Exercise brief: Please give back word for word the lines of the material below between the line containing "Target: cherry tomato" and the line containing "One point rides on each instance of the pepper", inclusive.

>>>>

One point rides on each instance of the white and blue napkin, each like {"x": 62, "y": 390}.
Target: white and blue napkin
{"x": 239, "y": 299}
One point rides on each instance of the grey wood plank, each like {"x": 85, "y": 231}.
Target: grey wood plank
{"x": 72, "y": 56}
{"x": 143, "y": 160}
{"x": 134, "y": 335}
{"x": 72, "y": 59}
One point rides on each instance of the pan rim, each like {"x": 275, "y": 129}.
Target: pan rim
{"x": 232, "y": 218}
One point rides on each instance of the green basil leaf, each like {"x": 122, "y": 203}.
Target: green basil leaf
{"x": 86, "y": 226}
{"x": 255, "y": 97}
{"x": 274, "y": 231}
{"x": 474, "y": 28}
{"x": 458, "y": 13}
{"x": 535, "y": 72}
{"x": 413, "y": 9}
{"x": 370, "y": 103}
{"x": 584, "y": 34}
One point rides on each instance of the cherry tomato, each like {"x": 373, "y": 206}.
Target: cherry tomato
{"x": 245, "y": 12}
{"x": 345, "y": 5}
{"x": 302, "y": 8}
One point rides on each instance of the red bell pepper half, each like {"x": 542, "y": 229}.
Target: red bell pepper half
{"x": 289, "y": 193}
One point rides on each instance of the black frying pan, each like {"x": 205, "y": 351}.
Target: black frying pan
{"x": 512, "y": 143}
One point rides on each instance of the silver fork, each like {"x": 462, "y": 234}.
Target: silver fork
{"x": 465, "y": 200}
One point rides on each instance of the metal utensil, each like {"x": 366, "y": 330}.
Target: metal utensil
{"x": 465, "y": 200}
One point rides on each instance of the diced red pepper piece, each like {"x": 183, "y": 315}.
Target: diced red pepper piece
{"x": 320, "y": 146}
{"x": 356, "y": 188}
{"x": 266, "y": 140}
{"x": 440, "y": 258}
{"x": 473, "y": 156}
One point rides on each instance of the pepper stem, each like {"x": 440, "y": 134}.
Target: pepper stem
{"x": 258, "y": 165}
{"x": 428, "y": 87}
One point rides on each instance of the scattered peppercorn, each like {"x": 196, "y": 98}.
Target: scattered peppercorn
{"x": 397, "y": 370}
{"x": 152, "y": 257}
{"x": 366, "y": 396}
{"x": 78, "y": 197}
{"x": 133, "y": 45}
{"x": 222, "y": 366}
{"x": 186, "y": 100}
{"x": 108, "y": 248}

<<<<

Task response:
Target: cherry tomato
{"x": 245, "y": 12}
{"x": 345, "y": 5}
{"x": 302, "y": 8}
One point rides on each instance of the red bell pepper half, each like {"x": 542, "y": 229}.
Target: red bell pepper half
{"x": 289, "y": 193}
One point rides on each instance of the black frying pan, each like {"x": 205, "y": 351}.
Target: black frying pan
{"x": 512, "y": 143}
One point rides on each instance of the silver fork, each like {"x": 462, "y": 234}.
Target: silver fork
{"x": 465, "y": 200}
One point rides on each instance of the metal utensil, each like {"x": 366, "y": 330}.
Target: metal utensil
{"x": 465, "y": 200}
One point rides on each instance of the diced red pepper piece, each like {"x": 183, "y": 315}.
Target: diced red pepper piece
{"x": 320, "y": 146}
{"x": 356, "y": 188}
{"x": 266, "y": 140}
{"x": 440, "y": 258}
{"x": 473, "y": 156}
One point rides on each instance of the pepper stem, each like {"x": 440, "y": 134}.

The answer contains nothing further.